Scrivere oggi non mi è facile. Perché non so decidermi a chi parlare. Se ai ragazzi e alle ragazze che usano la rete come fosse un semplice foglietto che metti nelle mani di una persona – quindi ci puoi scrivere quello che vuoi, tanto rimane solo tra te e lei – o ai genitori che, con la scusa che non sono tecnologici, rimangono del tutto all’oscuro di quanto fanno i loro figli con gli smartphone e i computer.
E parlare a entrambi non è facile.
FaceBook, Instagram, Twitter, Telegram, WhatsApp o YouTube sembrano linguaggio da iniziati. I ragazzi ti guardano e subito pensano: come, tu conosci queste cose? E i genitori, quaranta cinquantenni, sgranano gli occhi e: ma di che diavoleria stai parlando?
Ecco, è qui il problema. Doppio. I ragazzi non si rendono conto di cosa significhi veramente usare questi strumenti. Non capiscono – ripeto, non capiscono – che mettere in rete una foto o un messaggio significa spargerlo fino ai confini della terra. E i genitori non capiscono che i loro figli, esperti tecnologici, non hanno la maturità per valutare l’uso che di questi strumenti stanno facendo.
Se siete arrivati fin qui, adesso vi racconto una storia. Vera. Scoperta solo qualche giorno fa e neppure tanto lontano da noi. Era mercoledì scorso, 8 novembre. L’Ansa, il Quotidiano Nazionale e altri giornali ci dicono che 60 ragazzine liceali, di Modena e Reggio Emilia, avevano costruito un gruppo su WhatsApp e vi si scambiavano centinaia di foto dove si ritraevano nude o seminude o comunque in posizioni erotiche. Solo che dal gruppo, che esse ritenevano sicuro quasi fosse il caveau di una banca, le foto escono e finiscono sulla rete. In altre parole, sulla piazza del mondo. Così girano tra i compagni di scuola e altrove. E altrove.

= Dati mostrati =
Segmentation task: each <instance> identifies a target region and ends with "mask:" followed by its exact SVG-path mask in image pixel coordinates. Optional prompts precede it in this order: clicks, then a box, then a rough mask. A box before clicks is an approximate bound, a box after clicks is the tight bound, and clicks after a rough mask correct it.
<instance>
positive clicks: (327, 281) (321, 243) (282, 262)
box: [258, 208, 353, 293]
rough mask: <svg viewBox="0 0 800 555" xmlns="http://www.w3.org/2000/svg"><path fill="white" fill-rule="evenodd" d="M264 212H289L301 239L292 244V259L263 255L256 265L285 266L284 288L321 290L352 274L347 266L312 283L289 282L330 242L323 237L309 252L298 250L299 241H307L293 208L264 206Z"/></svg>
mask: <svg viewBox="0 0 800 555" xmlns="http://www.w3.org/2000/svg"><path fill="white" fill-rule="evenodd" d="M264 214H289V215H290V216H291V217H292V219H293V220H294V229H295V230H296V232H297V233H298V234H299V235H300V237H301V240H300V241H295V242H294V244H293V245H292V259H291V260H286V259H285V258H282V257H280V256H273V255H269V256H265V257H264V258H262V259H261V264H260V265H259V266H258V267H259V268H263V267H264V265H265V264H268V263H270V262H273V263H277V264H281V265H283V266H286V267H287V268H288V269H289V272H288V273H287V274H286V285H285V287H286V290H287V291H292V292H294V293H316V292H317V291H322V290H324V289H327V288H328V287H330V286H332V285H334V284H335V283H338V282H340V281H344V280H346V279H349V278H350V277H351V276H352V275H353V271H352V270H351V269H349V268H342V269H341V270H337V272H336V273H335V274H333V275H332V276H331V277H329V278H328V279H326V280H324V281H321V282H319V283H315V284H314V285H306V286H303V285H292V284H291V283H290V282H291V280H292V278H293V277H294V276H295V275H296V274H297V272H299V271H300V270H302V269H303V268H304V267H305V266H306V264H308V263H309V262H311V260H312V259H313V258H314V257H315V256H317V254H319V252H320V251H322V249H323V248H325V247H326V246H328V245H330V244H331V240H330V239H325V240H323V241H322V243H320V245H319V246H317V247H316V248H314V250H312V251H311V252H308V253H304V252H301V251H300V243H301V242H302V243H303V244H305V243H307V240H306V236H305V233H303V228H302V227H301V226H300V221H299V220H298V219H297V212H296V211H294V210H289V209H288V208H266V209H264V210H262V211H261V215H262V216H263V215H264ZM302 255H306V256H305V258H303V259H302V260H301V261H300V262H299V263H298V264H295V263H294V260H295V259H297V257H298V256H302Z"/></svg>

= Istruzioni =
[A] Secondo il testo sui ragazzi e la rete, quante liceali avevano creato il gruppo su WhatsApp e di quali città erano?
[B] Prosegui il testo sui ragazzi e la rete a partire dalla sua ultima frase.
Le voci sono materiale a sé, indipendente dal testo.

= Soluzioni =
[A] Erano 60 ragazzine liceali di Modena e Reggio Emilia.

[B]
Hai voglia, adesso, a piangere o a cercare chi sia stato a ‘rubare’ queste foto e diffonderle. A cosa serve ormai? Sì, saranno pure tolte da WhatsApp – pare sia intervenuta la polizia postale –, ma ormai chi ce l’ha ce l’ha. E avendole, può farle girare dove, con chi, quando e come vuole.
Diverse riflessioni dovremmo fare. Prima fra tutte provare a chiederci quale sia il senso di un’iniziativa di questo genere da parte di ragazzine quattordici, quindici, sedicenni. Cosa cercassero in questo scambio di foto autoerotiche. Da quali bisogni fossero spinte. Ma questa domanda, oggi, la salto a piè pari. E passo subito a due considerazioni. Da condividere, la prima con i ragazzi, e la seconda con i genitori e gli insegnanti.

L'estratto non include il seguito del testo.